### SHORT PROBLEM
Can you render the items below as a JSON list of strings, with one string per line, no blank lines, and the pictures left out?
• • • •
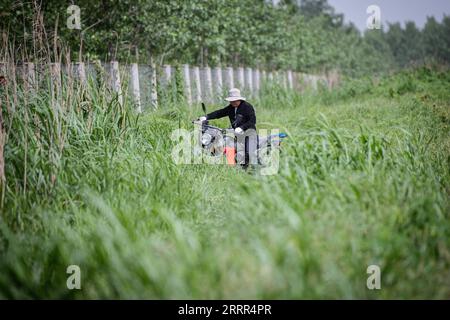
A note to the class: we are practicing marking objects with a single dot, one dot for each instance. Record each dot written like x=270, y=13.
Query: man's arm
x=217, y=114
x=251, y=121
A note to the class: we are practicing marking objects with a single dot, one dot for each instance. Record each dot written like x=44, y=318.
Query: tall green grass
x=364, y=179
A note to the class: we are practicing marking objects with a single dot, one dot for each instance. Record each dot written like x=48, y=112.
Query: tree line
x=304, y=35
• • • •
### ANSWER BELOW
[
  "A note to the class: we are practicing marking objects with a single dot, one dot for each instance. Record each dot written like x=270, y=13.",
  "Query: man's arm",
  "x=217, y=114",
  "x=251, y=121",
  "A note to the class: we are practicing marking objects with a single dot, one dot for each instance. Record each dot written like x=44, y=318.",
  "Query: tall green grass",
  "x=364, y=179",
  "A note to the class: we are practicing marking objects with a single dot, one dot for each instance. Record each dot written like x=48, y=112.",
  "Query: tree line",
  "x=304, y=35"
]